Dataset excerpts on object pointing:
● ● ● ● ● ● ●

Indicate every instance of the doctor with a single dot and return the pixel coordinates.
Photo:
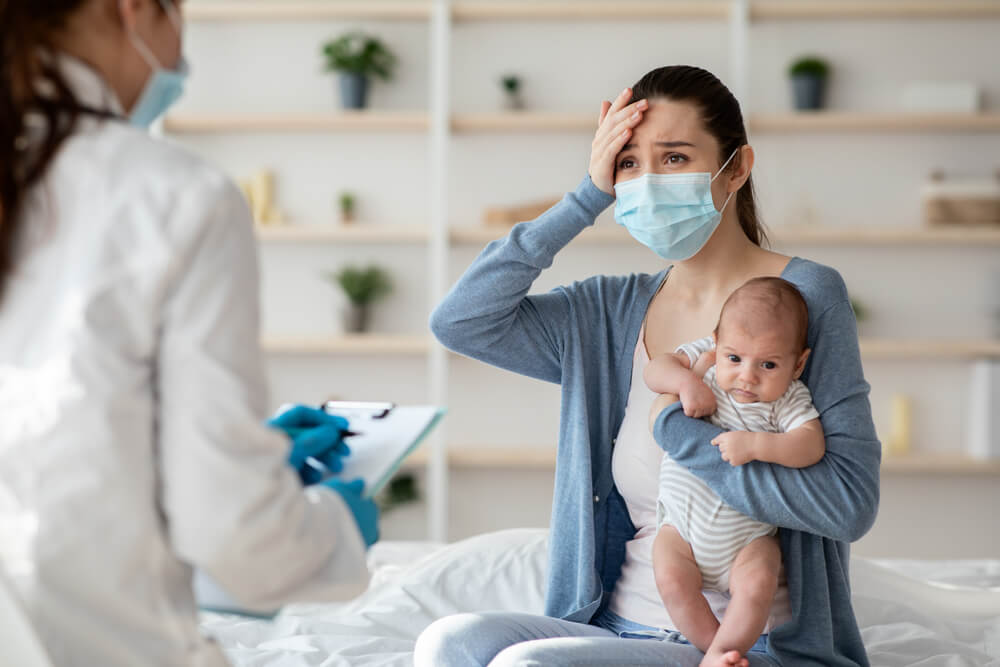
(131, 386)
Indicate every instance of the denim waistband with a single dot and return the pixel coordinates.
(627, 629)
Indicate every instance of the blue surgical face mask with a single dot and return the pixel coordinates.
(672, 214)
(164, 86)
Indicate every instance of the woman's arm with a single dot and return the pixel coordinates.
(837, 497)
(488, 314)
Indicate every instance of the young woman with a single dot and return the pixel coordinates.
(676, 151)
(131, 384)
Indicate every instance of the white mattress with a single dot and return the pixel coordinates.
(924, 613)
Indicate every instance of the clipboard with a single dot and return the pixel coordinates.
(385, 434)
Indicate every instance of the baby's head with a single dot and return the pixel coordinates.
(761, 340)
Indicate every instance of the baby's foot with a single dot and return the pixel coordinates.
(724, 659)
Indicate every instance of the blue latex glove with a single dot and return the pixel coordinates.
(317, 441)
(364, 509)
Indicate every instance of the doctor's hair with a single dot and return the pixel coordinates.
(774, 299)
(38, 110)
(722, 118)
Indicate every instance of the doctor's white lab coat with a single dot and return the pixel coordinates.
(131, 405)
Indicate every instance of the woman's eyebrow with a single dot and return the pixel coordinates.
(662, 144)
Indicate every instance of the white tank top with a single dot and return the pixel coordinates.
(635, 467)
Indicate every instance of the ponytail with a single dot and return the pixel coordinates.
(38, 111)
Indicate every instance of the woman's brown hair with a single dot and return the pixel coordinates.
(38, 110)
(723, 119)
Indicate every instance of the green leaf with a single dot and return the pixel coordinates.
(362, 286)
(359, 53)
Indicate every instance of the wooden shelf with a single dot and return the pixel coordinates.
(879, 235)
(341, 121)
(416, 10)
(530, 121)
(819, 235)
(542, 457)
(588, 10)
(263, 10)
(347, 344)
(938, 464)
(872, 9)
(524, 121)
(860, 121)
(931, 350)
(334, 233)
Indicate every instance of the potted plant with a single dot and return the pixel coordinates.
(357, 57)
(809, 76)
(401, 490)
(511, 84)
(346, 201)
(362, 288)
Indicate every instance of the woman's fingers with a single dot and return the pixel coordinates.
(605, 105)
(613, 119)
(617, 120)
(621, 100)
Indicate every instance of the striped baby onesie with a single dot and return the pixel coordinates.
(715, 531)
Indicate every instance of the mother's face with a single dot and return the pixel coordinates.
(671, 139)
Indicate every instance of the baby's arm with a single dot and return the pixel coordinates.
(671, 376)
(798, 448)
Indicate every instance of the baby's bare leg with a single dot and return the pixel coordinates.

● ● ● ● ● ● ●

Directions for this task ▸
Can you copy every line above word for word, with the pictures left out?

Task result ▸
Indicate every instance of the doctor with a single dot and return the pixel coordinates.
Photo:
(131, 386)
Indicate every instance of the denim waistband with a single dot and return the pixel coordinates.
(627, 629)
Indicate every instance of the blue surgical face mask with a single dot and return the pixel coordinates.
(672, 214)
(164, 86)
Indicate every instance of the woman's arm with a single dot and return the pixel coordinates.
(837, 497)
(488, 314)
Indicate every instance of the young woman with a single dot and return the pixel coordinates.
(676, 151)
(131, 384)
Indicate every instance of the white mattress with a single dot and return the pixel coordinates.
(924, 613)
Indicate every instance of the clipboard with a single dot and return the pixel coordinates.
(385, 434)
Indicate every instance of the baby's head with a single dot and return the pixel coordinates.
(761, 340)
Indicate every instance of the baby's foot with a single dot and return the pixel coordinates.
(724, 659)
Indicate every instance of the blue latex glove with a single dot and return the pixel coordinates.
(317, 441)
(364, 509)
Indicate every instance of the doctor's hair with a single dot and return the pixel coordinates.
(774, 299)
(38, 110)
(722, 118)
Indicate every instance of the doctor's white lab coat with a single dot and return the pixel coordinates.
(131, 405)
Indicate every instance of the woman's eyebrow with a single dot and return the pixel coordinates.
(662, 144)
Indicate every instance of the white tank top with a single dot and return the pixel coordinates.
(635, 467)
Indicate every instance of the ponytail with a single dot and return the pixel coordinates.
(38, 111)
Indicate every instance of the woman's brown hair with a single dot and return the pixel coordinates.
(38, 110)
(723, 119)
Indicate every instance of the green leaf with a single dot and return the pixel coordinates.
(362, 286)
(359, 53)
Indicate every instance of the wooden shelf with a single dot and return the pixel coordinates.
(879, 235)
(341, 121)
(416, 10)
(530, 121)
(819, 235)
(542, 457)
(588, 10)
(263, 10)
(347, 344)
(938, 464)
(872, 9)
(524, 121)
(860, 121)
(931, 350)
(334, 233)
Indicate every instance of the potted plant with a single dot and return the pixel coordinates.
(357, 57)
(809, 76)
(401, 490)
(511, 84)
(346, 201)
(362, 288)
Indicate every instance of the woman's fingers with a single dot and return the pixel coordinates.
(605, 105)
(613, 119)
(617, 120)
(621, 100)
Indicate every instance of the striped baby onesie with a single dot and return the pixel coordinates.
(715, 531)
Indicate every instance of the mother's face with a single dot and return the pixel coordinates.
(671, 139)
Indicate every instance of the baby's arm with a single dot and return the pixel coordinates.
(671, 376)
(798, 448)
Indicate every instance of the baby's bare leg with a single dot and return the pixel coordinates.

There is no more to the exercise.